** Opening Information given block **

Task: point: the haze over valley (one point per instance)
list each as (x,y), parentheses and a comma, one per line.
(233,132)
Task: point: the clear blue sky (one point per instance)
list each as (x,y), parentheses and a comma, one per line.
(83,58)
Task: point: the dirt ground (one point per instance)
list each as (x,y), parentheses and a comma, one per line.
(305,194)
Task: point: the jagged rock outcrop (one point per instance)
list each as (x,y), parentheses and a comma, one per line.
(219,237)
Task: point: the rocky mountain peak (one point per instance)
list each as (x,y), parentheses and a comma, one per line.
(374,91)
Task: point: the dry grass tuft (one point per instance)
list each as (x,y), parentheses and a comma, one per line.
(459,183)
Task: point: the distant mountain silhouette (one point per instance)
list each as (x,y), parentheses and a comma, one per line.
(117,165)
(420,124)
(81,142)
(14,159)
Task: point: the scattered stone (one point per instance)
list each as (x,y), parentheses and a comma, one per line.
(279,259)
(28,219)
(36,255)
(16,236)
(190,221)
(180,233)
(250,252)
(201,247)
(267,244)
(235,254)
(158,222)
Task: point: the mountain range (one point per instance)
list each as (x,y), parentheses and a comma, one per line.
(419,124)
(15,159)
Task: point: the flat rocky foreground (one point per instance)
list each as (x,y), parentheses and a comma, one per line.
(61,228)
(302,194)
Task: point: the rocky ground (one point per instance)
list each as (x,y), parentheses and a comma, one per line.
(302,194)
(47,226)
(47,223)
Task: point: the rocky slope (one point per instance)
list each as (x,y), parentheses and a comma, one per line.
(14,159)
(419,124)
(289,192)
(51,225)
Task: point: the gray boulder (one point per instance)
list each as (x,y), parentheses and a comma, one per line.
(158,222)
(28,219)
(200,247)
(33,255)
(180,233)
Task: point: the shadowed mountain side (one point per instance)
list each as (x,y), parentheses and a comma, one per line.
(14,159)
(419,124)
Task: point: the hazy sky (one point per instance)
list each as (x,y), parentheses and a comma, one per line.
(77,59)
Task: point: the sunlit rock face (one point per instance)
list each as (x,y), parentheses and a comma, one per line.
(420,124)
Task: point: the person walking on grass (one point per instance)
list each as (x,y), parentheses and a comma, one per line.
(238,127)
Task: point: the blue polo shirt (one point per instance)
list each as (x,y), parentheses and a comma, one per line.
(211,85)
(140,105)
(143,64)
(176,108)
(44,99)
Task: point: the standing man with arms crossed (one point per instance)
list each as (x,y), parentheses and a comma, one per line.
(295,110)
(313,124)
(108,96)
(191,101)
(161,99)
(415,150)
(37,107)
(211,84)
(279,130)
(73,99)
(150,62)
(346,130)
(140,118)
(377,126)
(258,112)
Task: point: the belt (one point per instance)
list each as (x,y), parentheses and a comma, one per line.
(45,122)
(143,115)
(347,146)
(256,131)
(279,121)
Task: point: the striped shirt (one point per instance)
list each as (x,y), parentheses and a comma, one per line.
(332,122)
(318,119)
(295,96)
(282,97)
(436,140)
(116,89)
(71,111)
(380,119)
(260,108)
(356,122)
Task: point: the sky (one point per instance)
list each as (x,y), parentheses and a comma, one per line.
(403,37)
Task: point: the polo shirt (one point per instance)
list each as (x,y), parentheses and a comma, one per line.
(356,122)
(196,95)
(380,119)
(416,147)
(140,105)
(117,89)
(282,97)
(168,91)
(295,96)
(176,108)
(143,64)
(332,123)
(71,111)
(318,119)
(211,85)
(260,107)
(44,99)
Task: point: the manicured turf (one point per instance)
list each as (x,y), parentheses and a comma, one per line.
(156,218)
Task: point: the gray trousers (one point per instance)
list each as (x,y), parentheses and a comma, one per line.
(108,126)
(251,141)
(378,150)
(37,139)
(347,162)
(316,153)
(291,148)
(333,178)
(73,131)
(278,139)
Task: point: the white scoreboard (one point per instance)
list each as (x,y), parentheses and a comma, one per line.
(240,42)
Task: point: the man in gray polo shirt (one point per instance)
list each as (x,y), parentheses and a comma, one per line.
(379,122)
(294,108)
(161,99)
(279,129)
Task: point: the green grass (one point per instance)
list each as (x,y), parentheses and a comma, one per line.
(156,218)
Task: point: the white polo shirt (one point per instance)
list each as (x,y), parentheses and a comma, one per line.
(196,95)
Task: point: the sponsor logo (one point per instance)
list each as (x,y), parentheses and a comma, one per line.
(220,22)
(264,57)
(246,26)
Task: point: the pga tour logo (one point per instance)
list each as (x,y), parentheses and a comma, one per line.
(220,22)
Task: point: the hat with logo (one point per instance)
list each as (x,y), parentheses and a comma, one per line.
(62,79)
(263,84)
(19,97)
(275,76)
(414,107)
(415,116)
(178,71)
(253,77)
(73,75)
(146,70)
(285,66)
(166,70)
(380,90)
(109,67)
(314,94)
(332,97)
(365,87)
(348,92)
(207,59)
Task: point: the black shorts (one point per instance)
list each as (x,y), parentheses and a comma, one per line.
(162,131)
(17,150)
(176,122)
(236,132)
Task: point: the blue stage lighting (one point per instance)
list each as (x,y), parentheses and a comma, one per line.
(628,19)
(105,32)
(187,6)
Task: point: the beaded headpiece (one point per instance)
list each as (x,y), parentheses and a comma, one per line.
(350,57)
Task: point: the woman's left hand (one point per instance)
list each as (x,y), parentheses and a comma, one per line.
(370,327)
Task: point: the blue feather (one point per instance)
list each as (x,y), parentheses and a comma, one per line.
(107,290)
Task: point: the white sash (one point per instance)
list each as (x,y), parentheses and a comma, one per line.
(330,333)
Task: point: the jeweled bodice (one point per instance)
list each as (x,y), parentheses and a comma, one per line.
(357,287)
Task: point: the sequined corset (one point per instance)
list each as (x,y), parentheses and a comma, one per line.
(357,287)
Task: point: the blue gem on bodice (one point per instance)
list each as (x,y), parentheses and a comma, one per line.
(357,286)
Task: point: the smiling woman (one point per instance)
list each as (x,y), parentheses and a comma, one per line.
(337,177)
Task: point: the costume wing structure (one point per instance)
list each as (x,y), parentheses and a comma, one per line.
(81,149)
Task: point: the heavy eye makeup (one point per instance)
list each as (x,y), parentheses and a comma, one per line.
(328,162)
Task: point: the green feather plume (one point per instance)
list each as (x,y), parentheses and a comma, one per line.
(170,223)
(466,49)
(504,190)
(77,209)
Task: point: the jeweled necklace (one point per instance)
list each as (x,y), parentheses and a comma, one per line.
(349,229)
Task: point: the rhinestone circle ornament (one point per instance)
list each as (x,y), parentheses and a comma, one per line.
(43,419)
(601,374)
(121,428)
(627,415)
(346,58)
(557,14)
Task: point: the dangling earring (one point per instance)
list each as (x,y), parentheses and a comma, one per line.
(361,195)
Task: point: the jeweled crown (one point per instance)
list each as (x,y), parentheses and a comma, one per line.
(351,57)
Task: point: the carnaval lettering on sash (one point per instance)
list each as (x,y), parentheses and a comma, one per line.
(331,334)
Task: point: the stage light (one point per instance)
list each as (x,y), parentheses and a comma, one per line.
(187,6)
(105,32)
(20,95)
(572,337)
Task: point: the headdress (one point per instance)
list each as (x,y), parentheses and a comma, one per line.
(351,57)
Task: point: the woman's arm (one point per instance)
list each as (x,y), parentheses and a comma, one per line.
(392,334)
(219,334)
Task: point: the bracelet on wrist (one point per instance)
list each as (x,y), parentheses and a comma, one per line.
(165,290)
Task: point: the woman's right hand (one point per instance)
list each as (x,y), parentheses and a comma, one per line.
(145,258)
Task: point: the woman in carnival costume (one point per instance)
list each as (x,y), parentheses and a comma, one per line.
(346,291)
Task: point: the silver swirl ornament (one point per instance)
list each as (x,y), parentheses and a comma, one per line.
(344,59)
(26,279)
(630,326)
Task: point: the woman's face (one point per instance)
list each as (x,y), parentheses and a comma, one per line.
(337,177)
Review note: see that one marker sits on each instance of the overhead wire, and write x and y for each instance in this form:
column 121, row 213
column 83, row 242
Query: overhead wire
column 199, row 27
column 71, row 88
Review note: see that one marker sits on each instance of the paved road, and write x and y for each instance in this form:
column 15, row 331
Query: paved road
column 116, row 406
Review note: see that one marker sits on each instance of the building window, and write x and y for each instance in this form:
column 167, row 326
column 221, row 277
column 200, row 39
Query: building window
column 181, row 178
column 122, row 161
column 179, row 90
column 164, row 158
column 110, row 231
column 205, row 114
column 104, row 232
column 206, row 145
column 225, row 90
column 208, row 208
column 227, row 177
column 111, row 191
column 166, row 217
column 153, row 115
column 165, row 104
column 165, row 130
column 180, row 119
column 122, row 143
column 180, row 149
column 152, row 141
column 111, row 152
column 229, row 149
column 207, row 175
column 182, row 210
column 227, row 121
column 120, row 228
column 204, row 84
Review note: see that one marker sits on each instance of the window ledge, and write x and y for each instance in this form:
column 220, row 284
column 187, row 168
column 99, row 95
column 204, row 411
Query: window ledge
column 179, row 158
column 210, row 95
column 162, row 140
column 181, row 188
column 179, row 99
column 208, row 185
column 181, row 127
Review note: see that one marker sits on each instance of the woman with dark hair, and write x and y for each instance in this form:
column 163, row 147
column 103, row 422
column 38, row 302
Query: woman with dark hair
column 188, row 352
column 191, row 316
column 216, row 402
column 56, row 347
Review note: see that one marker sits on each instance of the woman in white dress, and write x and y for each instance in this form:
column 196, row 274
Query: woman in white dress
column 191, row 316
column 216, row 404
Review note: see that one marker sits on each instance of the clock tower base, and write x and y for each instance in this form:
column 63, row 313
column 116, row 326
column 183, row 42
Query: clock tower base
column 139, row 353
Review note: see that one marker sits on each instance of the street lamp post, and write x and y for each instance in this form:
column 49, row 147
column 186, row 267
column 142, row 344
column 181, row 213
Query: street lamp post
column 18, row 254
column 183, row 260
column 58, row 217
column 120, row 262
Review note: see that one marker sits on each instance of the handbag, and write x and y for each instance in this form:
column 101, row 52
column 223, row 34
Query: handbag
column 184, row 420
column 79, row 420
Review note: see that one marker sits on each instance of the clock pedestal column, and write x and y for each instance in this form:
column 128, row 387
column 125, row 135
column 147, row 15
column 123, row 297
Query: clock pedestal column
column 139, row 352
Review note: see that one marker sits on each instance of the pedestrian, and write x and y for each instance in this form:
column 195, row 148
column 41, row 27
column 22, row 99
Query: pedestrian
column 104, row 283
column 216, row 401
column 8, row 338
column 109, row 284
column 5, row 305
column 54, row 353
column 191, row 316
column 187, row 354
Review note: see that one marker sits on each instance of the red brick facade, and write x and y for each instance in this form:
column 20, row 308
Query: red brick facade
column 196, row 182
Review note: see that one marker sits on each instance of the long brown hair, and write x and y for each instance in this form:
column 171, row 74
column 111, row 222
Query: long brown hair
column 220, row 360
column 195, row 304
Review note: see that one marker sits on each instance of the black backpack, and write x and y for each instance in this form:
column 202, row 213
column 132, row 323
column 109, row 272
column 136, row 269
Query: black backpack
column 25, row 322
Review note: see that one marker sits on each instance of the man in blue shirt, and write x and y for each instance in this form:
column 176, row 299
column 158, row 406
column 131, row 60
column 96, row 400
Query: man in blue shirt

** Closing Information given block **

- **Task directions**
Looking only at the entries, count the lines that contain the word "costume", then state that count and nothing else.

- **Written answer**
2